§ **PROBLEMS AND TASKS**
a - Echo the whole piece on Chinese parenting word for word.
b - In the records, from the line with "of the rippled" up to and including the line with "pixel 77 228", write those lines out again with the requests included, and add 113 to every coordinate in the answers. Give only those lines.

§ **TEXT**
************
You may have heard about Dr Amy Chua, professor of law at Yale University and author of Battle Hymn of the Tiger Mother. She recounts raising her two daughters, now 15 and 18, using what she calls “Chinese parenting” methods.
Dr Chua has rightfully pointed out the major differences between the upbringing of Chinese kids and that of western kids. The single most important reason why Chinese kids perform so well in the academic and musical fields is that Chinese mothers almost never allow their children to give up, and they will sacrifice everything to ensure that their children is equipped with the necessary skills, work habits and confidence to succeed in an increasingly tough world. Mediocrity is a must!
It is also generally true for first generation immigrants to foreign lands who have a lot to prove. With the next few generations, I believe this will not happen as the kids will have adopted the local cultural practices.
************
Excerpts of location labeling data
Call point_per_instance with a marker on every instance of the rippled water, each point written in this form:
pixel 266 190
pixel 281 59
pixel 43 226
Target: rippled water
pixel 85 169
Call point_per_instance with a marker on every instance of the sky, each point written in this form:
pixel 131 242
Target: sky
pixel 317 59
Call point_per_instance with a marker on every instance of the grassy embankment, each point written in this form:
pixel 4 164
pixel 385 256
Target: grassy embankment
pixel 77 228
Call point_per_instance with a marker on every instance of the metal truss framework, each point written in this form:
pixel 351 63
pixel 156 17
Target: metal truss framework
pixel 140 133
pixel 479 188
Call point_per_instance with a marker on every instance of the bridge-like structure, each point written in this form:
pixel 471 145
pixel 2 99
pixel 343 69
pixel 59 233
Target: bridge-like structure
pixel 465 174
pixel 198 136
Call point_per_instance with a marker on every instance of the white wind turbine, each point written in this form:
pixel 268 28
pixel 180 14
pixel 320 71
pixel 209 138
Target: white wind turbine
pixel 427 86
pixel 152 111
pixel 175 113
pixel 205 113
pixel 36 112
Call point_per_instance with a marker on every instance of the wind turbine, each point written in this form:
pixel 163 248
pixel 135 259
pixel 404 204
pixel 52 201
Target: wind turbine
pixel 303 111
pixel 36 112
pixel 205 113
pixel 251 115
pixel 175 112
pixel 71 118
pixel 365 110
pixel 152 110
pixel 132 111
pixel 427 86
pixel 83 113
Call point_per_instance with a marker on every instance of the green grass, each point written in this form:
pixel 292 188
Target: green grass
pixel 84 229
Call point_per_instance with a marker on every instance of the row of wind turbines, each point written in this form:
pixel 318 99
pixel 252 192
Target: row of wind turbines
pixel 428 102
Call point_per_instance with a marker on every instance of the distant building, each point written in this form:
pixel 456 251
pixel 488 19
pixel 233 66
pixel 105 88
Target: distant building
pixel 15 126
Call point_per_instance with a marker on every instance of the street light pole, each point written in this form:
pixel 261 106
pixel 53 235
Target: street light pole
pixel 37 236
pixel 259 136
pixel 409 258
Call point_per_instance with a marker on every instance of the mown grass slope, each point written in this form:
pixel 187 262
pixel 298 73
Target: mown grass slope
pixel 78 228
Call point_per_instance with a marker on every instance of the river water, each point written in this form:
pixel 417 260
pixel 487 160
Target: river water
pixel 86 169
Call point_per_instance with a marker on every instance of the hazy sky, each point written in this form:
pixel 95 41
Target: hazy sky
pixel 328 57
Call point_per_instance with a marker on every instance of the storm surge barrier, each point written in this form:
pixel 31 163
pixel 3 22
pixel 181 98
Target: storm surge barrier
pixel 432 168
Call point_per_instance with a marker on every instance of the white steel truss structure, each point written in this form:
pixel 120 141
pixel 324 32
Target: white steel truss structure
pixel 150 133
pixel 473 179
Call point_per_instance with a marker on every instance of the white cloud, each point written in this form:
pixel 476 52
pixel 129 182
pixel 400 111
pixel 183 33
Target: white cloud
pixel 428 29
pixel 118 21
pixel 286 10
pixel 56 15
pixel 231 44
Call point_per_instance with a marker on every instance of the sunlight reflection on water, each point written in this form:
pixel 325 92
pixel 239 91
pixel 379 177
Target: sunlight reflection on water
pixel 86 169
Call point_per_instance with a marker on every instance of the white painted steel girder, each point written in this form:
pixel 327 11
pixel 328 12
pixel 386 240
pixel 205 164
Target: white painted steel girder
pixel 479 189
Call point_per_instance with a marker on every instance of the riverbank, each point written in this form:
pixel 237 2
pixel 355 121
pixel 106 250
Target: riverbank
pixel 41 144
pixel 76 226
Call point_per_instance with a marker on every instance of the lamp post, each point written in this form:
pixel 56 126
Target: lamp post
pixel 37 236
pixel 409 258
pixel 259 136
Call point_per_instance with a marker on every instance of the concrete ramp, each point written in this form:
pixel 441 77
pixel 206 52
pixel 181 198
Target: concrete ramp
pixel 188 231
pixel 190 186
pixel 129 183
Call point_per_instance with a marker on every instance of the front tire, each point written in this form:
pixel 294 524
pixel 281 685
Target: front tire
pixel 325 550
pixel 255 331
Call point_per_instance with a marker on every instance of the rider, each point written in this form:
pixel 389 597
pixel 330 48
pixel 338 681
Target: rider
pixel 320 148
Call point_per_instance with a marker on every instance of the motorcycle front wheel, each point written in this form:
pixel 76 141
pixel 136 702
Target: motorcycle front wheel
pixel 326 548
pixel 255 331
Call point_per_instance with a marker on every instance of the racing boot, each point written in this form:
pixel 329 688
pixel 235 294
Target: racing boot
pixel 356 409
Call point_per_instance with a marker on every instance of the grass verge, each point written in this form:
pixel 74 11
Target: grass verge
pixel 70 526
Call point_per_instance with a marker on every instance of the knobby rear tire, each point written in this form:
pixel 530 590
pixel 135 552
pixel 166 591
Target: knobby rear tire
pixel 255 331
************
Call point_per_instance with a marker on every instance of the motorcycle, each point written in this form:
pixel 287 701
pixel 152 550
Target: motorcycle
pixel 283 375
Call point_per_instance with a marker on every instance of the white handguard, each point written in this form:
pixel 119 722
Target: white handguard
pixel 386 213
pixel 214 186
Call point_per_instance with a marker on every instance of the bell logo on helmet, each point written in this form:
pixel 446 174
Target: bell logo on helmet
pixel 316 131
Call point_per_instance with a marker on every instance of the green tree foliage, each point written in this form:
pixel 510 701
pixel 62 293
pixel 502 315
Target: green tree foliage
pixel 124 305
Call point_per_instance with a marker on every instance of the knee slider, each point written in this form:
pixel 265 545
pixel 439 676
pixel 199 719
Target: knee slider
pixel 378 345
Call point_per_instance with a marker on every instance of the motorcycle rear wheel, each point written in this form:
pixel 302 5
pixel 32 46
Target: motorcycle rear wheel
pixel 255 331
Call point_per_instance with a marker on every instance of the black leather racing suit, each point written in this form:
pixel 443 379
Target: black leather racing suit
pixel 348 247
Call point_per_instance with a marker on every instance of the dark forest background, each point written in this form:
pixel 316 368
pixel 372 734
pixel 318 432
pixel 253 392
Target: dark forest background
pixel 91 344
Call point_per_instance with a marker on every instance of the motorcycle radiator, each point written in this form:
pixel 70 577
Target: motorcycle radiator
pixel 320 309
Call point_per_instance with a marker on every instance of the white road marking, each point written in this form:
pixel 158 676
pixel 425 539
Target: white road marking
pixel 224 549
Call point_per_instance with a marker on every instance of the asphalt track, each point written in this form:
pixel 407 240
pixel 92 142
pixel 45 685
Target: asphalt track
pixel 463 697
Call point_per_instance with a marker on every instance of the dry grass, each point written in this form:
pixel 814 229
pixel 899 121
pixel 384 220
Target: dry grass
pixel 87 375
************
§ **THE REPLIES**
a -
You may have heard about Dr Amy Chua, professor of law at Yale University and author of Battle Hymn of the Tiger Mother. She recounts raising her two daughters, now 15 and 18, using what she calls “Chinese parenting” methods.
Dr Chua has rightfully pointed out the major differences between the upbringing of Chinese kids and that of western kids. The single most important reason why Chinese kids perform so well in the academic and musical fields is that Chinese mothers almost never allow their children to give up, and they will sacrifice everything to ensure that their children is equipped with the necessary skills, work habits and confidence to succeed in an increasingly tough world. Mediocrity is a must!
It is also generally true for first generation immigrants to foreign lands who have a lot to prove. With the next few generations, I believe this will not happen as the kids will have adopted the local cultural practices.

b -
Call point_per_instance with a marker on every instance of the rippled water, each point written in this form:
pixel 266 190
pixel 281 59
pixel 43 226
Target: rippled water
pixel 198 282
Call point_per_instance with a marker on every instance of the sky, each point written in this form:
pixel 131 242
Target: sky
pixel 430 172
Call point_per_instance with a marker on every instance of the grassy embankment, each point written in this form:
pixel 4 164
pixel 385 256
Target: grassy embankment
pixel 190 341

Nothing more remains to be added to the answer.